■ **Prompt a**:
Quote the passage on the rupee and remittances in full, word for word.
* Start Passage given *
In the quarter ended March this year, the rupee posted a gain of 3.1 per cent, as foreign investors bought heavily into Indian equities and debt. On Friday, the rupee closed at 60.08/dollar, down 0.14 per cent.
"March has been a good month for remittances. The belief here is if India gets a stable government, the currency will gain," said Promoth Manghat, vice-president (global operations), UAE Exchange.
The Reserve Bank of India (RBI) data show in the quarter ended December 2013, gross private transfer receipts stood at $17.3 billion, an increase of 4.8 per cent from a year earlier. Bankers say a large part of these transfers are remittances. "The growth in remittance has been constant, with India being one of the biggest receiving terminals. This will continue," said Kiran Shetty, managing director at Western Union India.
A recent media report had quoted RBI Governor Raghuram Rajan as saying at 55/dollar, the rupee would probably be "too strong" and, at 50/dollar, it might hurt exports.
"We do not have a level for the rupee in mind. We do worry about potential volatility, both immediate, as exchange rates move substantially in short periods, and also likely volatility, if we believe the exchange rate either hits too low or too high a value…So, our primary attempt is to reduce exchange rate volatility, and that is where our exchange intervention goes," Rajan had said during a conference call with researchers and analysts after the central bank's credit policy meeting earlier this month.
* End Passage given *
* Start Excerpted data *
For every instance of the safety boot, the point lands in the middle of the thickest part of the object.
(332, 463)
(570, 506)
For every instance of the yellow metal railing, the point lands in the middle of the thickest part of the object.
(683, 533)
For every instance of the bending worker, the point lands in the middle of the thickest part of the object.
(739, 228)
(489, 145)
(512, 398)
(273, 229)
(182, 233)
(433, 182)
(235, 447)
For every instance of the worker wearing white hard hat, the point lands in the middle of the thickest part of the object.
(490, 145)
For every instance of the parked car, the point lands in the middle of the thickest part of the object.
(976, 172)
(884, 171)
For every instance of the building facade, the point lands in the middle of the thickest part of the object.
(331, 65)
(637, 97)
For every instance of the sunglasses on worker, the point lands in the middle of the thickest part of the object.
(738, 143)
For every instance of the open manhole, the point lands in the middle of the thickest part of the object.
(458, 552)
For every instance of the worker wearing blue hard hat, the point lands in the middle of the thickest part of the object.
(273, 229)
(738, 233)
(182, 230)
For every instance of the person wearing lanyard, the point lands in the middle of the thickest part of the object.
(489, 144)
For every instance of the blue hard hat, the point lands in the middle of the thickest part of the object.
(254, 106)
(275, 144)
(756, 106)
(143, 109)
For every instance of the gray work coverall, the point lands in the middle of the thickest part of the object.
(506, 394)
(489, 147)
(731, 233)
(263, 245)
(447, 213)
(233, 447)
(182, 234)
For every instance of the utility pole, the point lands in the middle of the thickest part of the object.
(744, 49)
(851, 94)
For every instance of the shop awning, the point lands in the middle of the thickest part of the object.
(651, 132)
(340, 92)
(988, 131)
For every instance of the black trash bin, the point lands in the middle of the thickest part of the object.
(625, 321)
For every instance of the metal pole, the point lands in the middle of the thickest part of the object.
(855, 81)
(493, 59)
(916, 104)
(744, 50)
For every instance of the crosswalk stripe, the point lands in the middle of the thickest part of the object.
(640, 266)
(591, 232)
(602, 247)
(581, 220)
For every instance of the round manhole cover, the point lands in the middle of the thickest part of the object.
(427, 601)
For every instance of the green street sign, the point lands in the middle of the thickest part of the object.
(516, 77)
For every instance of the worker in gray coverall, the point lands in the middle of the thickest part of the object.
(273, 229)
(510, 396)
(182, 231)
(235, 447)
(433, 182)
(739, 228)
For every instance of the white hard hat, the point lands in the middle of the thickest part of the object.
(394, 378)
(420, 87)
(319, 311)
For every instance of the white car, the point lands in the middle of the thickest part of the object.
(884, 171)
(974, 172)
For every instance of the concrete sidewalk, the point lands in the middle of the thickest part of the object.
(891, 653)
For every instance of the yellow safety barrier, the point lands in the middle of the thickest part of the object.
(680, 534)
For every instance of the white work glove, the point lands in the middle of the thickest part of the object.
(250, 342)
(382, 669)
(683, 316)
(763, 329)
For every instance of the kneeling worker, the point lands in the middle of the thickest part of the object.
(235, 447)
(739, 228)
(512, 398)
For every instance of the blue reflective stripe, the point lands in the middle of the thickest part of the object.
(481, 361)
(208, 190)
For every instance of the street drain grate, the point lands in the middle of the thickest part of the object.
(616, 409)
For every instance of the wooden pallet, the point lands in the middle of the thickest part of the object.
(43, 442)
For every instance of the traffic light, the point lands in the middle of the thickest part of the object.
* End Excerpted data *
* Start Excerpted data *
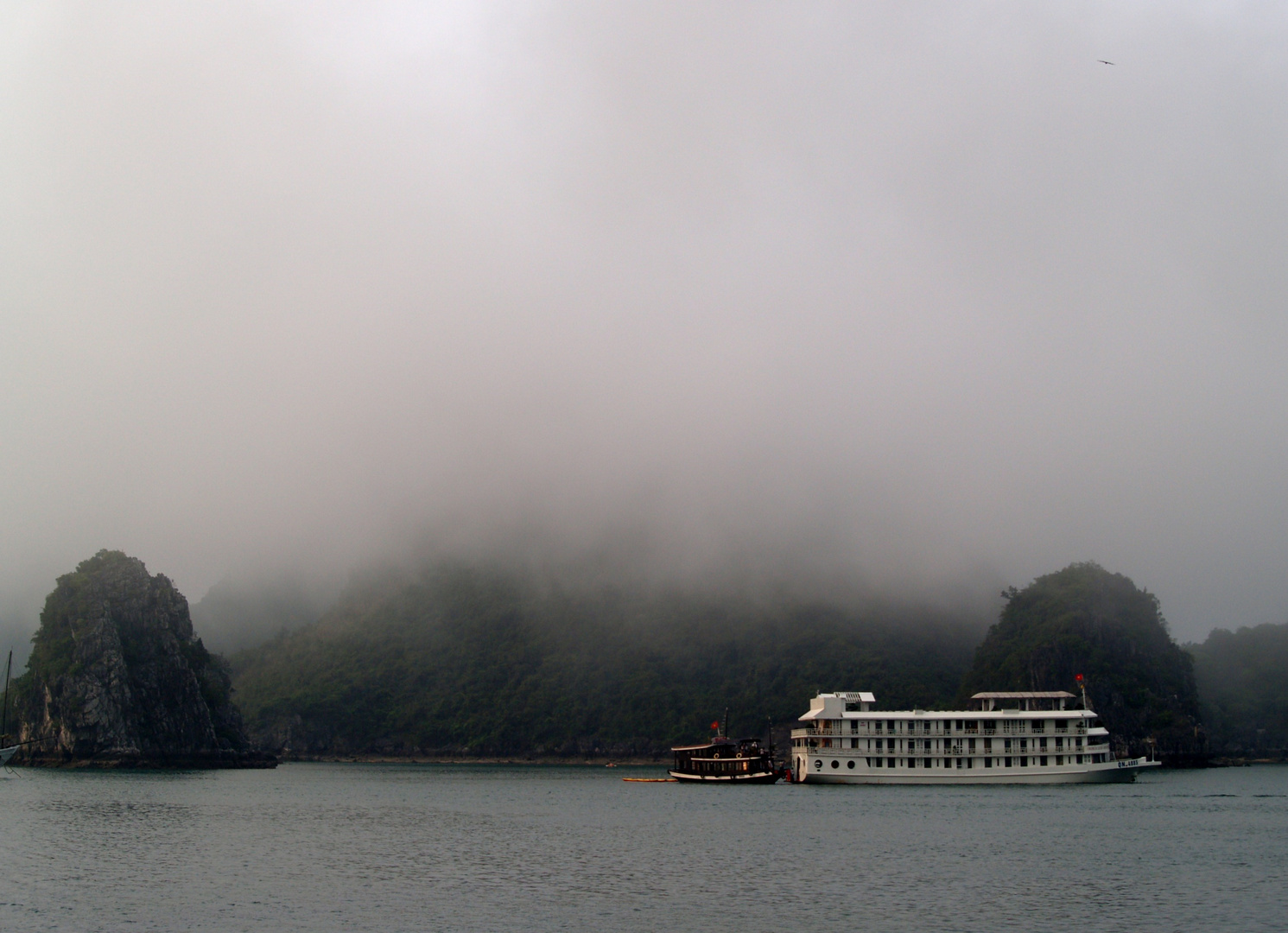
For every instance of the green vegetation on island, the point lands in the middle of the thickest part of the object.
* End Excerpted data *
■ **Prompt b**:
Filter the rows and copy every line that contains the word "pole". Case counts.

■ **Answer a**:
In the quarter ended March this year, the rupee posted a gain of 3.1 per cent, as foreign investors bought heavily into Indian equities and debt. On Friday, the rupee closed at 60.08/dollar, down 0.14 per cent.
"March has been a good month for remittances. The belief here is if India gets a stable government, the currency will gain," said Promoth Manghat, vice-president (global operations), UAE Exchange.
The Reserve Bank of India (RBI) data show in the quarter ended December 2013, gross private transfer receipts stood at $17.3 billion, an increase of 4.8 per cent from a year earlier. Bankers say a large part of these transfers are remittances. "The growth in remittance has been constant, with India being one of the biggest receiving terminals. This will continue," said Kiran Shetty, managing director at Western Union India.
A recent media report had quoted RBI Governor Raghuram Rajan as saying at 55/dollar, the rupee would probably be "too strong" and, at 50/dollar, it might hurt exports.
"We do not have a level for the rupee in mind. We do worry about potential volatility, both immediate, as exchange rates move substantially in short periods, and also likely volatility, if we believe the exchange rate either hits too low or too high a value…So, our primary attempt is to reduce exchange rate volatility, and that is where our exchange intervention goes," Rajan had said during a conference call with researchers and analysts after the central bank's credit policy meeting earlier this month.

■ **Answer b**:
For every instance of the utility pole, the point lands in the middle of the thickest part of the object.
For every instance of the metal pole, the point lands in the middle of the thickest part of the object.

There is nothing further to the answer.